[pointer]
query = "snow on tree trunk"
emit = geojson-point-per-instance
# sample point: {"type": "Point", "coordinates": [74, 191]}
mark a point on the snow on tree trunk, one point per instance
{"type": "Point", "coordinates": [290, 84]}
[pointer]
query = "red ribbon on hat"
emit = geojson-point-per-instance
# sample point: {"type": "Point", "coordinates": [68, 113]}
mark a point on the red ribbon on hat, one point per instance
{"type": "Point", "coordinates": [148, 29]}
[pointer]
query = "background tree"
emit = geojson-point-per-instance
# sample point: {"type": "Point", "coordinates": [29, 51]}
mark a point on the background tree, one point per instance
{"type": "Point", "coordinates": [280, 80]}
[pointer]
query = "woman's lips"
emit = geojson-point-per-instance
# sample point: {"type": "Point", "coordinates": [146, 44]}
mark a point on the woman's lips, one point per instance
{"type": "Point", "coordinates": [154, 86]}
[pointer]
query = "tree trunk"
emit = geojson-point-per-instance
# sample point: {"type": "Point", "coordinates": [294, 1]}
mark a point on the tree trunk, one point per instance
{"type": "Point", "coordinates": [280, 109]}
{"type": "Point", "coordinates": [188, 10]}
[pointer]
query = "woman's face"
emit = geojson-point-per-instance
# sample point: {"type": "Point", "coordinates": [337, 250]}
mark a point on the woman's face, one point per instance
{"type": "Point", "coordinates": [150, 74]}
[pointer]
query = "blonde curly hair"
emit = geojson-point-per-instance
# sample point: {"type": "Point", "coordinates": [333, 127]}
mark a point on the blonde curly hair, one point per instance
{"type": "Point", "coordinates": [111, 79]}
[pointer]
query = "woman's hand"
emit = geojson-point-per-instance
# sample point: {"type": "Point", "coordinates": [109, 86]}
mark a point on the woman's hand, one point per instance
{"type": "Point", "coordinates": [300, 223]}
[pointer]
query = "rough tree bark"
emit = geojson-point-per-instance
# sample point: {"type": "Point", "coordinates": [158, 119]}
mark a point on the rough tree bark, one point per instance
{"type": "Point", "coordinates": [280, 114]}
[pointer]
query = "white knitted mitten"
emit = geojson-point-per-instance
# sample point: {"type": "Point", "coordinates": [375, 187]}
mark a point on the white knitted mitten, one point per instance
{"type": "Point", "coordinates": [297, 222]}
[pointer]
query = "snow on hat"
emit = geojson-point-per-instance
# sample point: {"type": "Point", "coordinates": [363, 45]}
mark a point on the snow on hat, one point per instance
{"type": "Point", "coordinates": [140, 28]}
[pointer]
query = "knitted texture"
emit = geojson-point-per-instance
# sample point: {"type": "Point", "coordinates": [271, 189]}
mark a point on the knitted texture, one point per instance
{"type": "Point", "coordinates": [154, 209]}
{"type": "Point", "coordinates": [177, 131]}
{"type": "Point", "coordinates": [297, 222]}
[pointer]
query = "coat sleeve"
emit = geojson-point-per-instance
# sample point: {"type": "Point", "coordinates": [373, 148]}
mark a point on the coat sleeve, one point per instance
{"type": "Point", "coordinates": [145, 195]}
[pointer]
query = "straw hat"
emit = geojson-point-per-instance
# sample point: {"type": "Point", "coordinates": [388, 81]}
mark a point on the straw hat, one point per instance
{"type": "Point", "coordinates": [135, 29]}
··········
• **Task description**: Repeat the material above in full, keeping every word.

• **Output of the task**:
[pointer]
query = "snow on tree trunk"
emit = geojson-point-per-instance
# sample point: {"type": "Point", "coordinates": [74, 191]}
mark a point on the snow on tree trunk, one point per instance
{"type": "Point", "coordinates": [290, 84]}
[pointer]
query = "red ribbon on hat"
emit = geojson-point-per-instance
# sample point: {"type": "Point", "coordinates": [68, 113]}
mark a point on the red ribbon on hat, one point per instance
{"type": "Point", "coordinates": [148, 29]}
[pointer]
query = "background tree"
emit = geojson-point-per-instance
# sample point: {"type": "Point", "coordinates": [29, 51]}
mark a point on the background tree, one point per instance
{"type": "Point", "coordinates": [280, 80]}
[pointer]
query = "woman's lips"
emit = geojson-point-per-instance
# sample point: {"type": "Point", "coordinates": [146, 44]}
mark a point on the woman's lips, one point per instance
{"type": "Point", "coordinates": [154, 86]}
[pointer]
query = "tree trunk"
emit = geojson-point-per-instance
# sample point: {"type": "Point", "coordinates": [294, 1]}
mark a point on the tree trunk, one point per instance
{"type": "Point", "coordinates": [280, 109]}
{"type": "Point", "coordinates": [188, 10]}
[pointer]
query = "woman's face"
emit = geojson-point-per-instance
# sample point: {"type": "Point", "coordinates": [337, 250]}
mark a point on the woman's face, one point per instance
{"type": "Point", "coordinates": [150, 74]}
[pointer]
query = "blonde curly hair"
emit = geojson-point-per-instance
# sample point: {"type": "Point", "coordinates": [333, 127]}
mark a point on the blonde curly hair, one point per instance
{"type": "Point", "coordinates": [111, 79]}
[pointer]
query = "woman's hand"
emit = geojson-point-per-instance
# sample point: {"type": "Point", "coordinates": [109, 86]}
mark a point on the woman's hand, one point per instance
{"type": "Point", "coordinates": [300, 223]}
[pointer]
query = "rough tree bark"
emit = geojson-point-per-instance
# sample point: {"type": "Point", "coordinates": [158, 119]}
mark a point on the rough tree bark, one point per instance
{"type": "Point", "coordinates": [280, 114]}
[pointer]
query = "white knitted mitten"
emit = geojson-point-per-instance
# sample point: {"type": "Point", "coordinates": [375, 187]}
mark a point on the white knitted mitten, one point per instance
{"type": "Point", "coordinates": [297, 222]}
[pointer]
query = "snow on hat"
emit = geojson-point-per-instance
# sample point: {"type": "Point", "coordinates": [363, 45]}
mark a point on the snow on hat, one point per instance
{"type": "Point", "coordinates": [140, 28]}
[pointer]
query = "knitted texture"
emit = geojson-point-per-instance
# sample point: {"type": "Point", "coordinates": [271, 189]}
mark a point on the knitted texture, one point per instance
{"type": "Point", "coordinates": [154, 209]}
{"type": "Point", "coordinates": [177, 131]}
{"type": "Point", "coordinates": [297, 222]}
[pointer]
query = "coat sleeve"
emit = geojson-point-per-instance
# sample point: {"type": "Point", "coordinates": [373, 148]}
mark a point on the coat sleeve, one point per instance
{"type": "Point", "coordinates": [145, 195]}
[pointer]
query = "straw hat"
emit = geojson-point-per-instance
# sample point: {"type": "Point", "coordinates": [388, 81]}
mark a point on the straw hat, one point per instance
{"type": "Point", "coordinates": [135, 29]}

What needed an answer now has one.